*ASSIGNMENT*:
What must be returned is the number of lines in the records holding the word "instance", with no other text.

*DATA EXTRACT*:
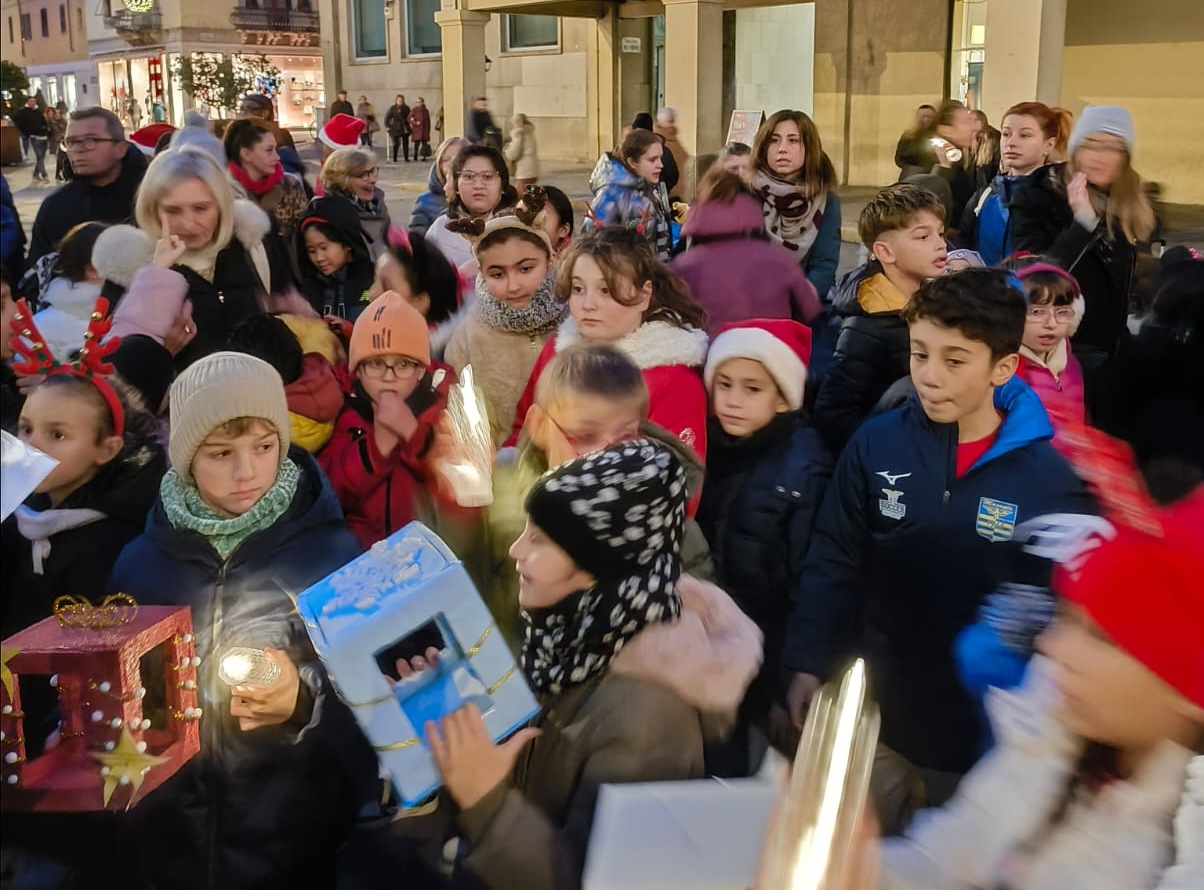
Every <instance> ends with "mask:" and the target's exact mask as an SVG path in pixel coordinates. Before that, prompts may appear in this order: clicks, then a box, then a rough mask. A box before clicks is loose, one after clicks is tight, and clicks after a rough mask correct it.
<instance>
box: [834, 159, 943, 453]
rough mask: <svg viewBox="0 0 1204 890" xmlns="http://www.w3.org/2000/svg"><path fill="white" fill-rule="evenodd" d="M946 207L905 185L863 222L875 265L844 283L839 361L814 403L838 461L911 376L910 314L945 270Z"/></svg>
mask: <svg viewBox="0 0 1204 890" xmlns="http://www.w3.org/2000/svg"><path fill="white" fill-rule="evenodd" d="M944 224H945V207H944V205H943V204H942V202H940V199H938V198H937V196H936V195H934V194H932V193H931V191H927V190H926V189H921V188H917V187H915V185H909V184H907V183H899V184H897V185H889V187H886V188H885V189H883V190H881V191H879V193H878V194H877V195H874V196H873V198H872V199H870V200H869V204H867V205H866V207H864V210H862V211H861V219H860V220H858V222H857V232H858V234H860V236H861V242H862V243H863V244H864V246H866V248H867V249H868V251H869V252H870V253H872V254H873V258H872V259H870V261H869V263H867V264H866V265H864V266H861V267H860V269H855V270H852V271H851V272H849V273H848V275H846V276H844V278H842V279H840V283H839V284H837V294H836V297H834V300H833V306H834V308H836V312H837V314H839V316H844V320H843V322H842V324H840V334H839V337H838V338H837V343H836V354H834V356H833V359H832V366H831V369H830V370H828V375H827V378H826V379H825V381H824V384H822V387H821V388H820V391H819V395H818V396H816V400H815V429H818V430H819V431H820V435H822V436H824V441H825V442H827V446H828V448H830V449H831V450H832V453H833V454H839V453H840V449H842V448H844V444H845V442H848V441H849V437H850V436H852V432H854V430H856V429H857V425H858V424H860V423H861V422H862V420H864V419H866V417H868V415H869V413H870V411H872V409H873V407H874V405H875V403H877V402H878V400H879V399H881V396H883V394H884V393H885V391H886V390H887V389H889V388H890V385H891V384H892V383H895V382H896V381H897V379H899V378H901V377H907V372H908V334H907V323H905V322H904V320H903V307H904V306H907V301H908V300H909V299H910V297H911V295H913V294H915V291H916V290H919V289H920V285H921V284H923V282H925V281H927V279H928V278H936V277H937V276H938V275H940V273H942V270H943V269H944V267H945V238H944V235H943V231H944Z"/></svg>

*OUTPUT*:
2